*** Opening of TEXT EXCERPT ***
As thousands flock to Quebec City region ahead of Pope's visit, health officials urge caution

Some 1,600 people are expected inside the Sainte-Anne-de-Beaupré basilica and tens of thousands more will gather just outside and in Quebec City. (Émilie Warren/CBC - image credit)
Some 1,600 people are expected inside the Sainte-Anne-de-Beaupré basilica and tens of thousands more will gather just outside and in Quebec City. (Émilie Warren/CBC - image credit)

Public health authorities in Quebec City are urging people to wear a mask if they find themselves unable to maintain at least one metre of distance from others during Pope Francis's visit this week.

"The virus is everywhere," said Dr. Jacques Girard, medical assistant to the Capitale-Nationale region's director of public health.

"COVID-19 is still with us and we need to be very careful."

Hundreds of Indigenous community members and delegates were already gathered in Sainte-Anne-de-Beaupré, northeast of the province's capital, on Tuesday morning in anticipation of the Pope's arrival.

He will hold a mass at the basilica there on Thursday, with flocks of people arriving by shuttles. Some 1,600 people are expected to attend the mass inside and another 10,000 will be outdoors.

The mass will also be broadcast on the Plains of Abraham in Quebec City, where organizers expect a total of 140,000 people.

But before he even arrives at the basilica, there will be thousands of people gathered in the province's capital with hopes of seeing the Pope on Wednesday as he visits the city and delivers a speech at the Citadelle.

People of all ages are expected to be attending the appearances, with a substantial number likely to to be seniors who are more at risk of developing complications from COVID-19, explained Girard.

"We always highlight the importance of collective responsibility and individual responsibility," said Girard.

"We feel it's not a trivial situation."

In Quebec City, community transmission is very high, and the region has not yet reached the peak of the wave, Girard said. People with COVID-19 symptoms should not attend the gatherings, he said.

He encourages people to use rapid testing but "any symptoms, I wouldn't take any chance."

Jason Franson/The Canadian Press
Jason Franson/The Canadian Press

Among those who will be avoiding the festivities is none other than Quebec City Mayor Bruno Marchand who announced on Twitter Tuesday that he has tested positive for COVID-19.
*** Close of TEXT EXCERPT ***
▸ **TASK STATEMENT**
Can you continue the news report on public health warnings ahead of Pope Francis's visit to the Quebec City region, starting right after its last sentence?
*** Opening of RECORDS SUPPLIED ***
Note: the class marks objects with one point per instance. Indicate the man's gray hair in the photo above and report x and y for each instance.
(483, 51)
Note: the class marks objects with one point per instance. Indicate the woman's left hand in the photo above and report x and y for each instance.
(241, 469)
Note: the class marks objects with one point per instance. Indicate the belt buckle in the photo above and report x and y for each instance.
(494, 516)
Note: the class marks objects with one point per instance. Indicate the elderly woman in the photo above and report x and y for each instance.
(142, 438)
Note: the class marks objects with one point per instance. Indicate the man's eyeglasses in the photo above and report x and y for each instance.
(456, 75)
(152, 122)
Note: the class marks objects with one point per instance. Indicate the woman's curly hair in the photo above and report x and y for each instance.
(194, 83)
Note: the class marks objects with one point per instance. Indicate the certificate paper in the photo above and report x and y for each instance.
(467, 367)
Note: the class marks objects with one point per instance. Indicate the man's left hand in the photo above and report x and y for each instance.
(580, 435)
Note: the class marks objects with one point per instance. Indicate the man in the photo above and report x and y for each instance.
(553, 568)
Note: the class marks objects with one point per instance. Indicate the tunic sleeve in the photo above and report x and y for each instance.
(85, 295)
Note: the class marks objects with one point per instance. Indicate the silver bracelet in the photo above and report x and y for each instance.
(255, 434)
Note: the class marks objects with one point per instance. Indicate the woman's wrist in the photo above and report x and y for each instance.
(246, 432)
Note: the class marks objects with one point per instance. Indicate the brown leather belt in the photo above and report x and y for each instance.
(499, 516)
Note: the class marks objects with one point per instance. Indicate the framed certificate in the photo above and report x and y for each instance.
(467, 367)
*** Close of RECORDS SUPPLIED ***
*** Opening of RECORDS SUPPLIED ***
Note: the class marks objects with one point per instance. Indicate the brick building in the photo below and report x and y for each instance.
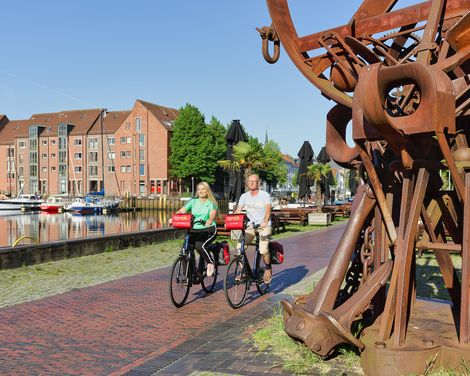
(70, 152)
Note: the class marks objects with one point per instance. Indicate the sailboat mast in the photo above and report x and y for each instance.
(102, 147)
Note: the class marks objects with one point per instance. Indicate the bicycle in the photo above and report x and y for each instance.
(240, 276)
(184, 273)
*** Close of RECORDS SUPPLIED ***
*** Opening of RECORDS SUPPLIED ***
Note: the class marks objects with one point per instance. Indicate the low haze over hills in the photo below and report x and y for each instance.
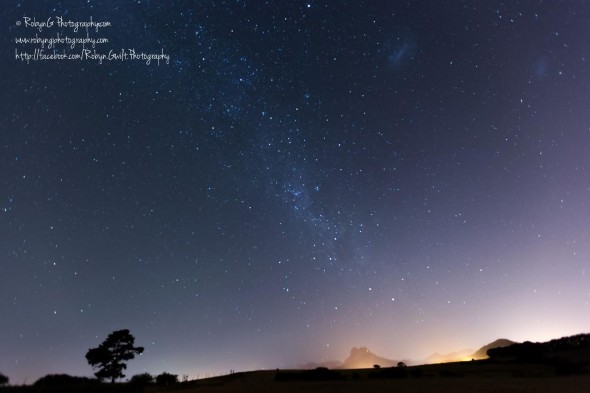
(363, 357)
*** Close of RECORDS SUPPLIED ***
▸ **EXPECTED ANSWER**
"I will respect the isolation prescribed by public health," he said on Twitter. "Acting mayor Catherine Vallières-Roland will take my place as part of the activities surrounding the Pope's visit."

Those who are particularly vulnerable to the virus, such as seniors or those with medical conditions, should wear a mask even when outside, Girard said. However, masks will not be made mandatory by the regional health authority, the CIUSSS de la Capitale-Nationale.

"We have thought about this, but actually, we think we could also rely on individual responsibility," he said.

"It's important for the people to feel they have a role to play in fighting COVID-19."

The health authority is distributing masks and providing hand sanitizer at the basilica and at certain shuttle access points.

"Since the buses will be more crowded than usual, we would like people to have a mask close to them and possibly wear it if ever it isn't possible to maintain a reasonable distance, at least one metre," said Girard.

Pope Francis spoke about the importance of grandparents and the elderly as thousands gathered for a public mass at Edmonton's football stadium Tuesday, a day after the pontiff apologized for abuses committed at Catholic-run residential schools.

Francis prayed for "a future in which the history of violence and marginalization suffered by our Indigenous brothers and sisters is never repeated.''

"Young and old, grandparents and grandchildren, all together. Let us move forward together, and together, let us dream.''

About 65,000 free tickets were available for the mass at Commonwealth Stadium but many rows of seats were empty, particularly in the upper decks. Organizers estimated there were about 50,000 in attendance.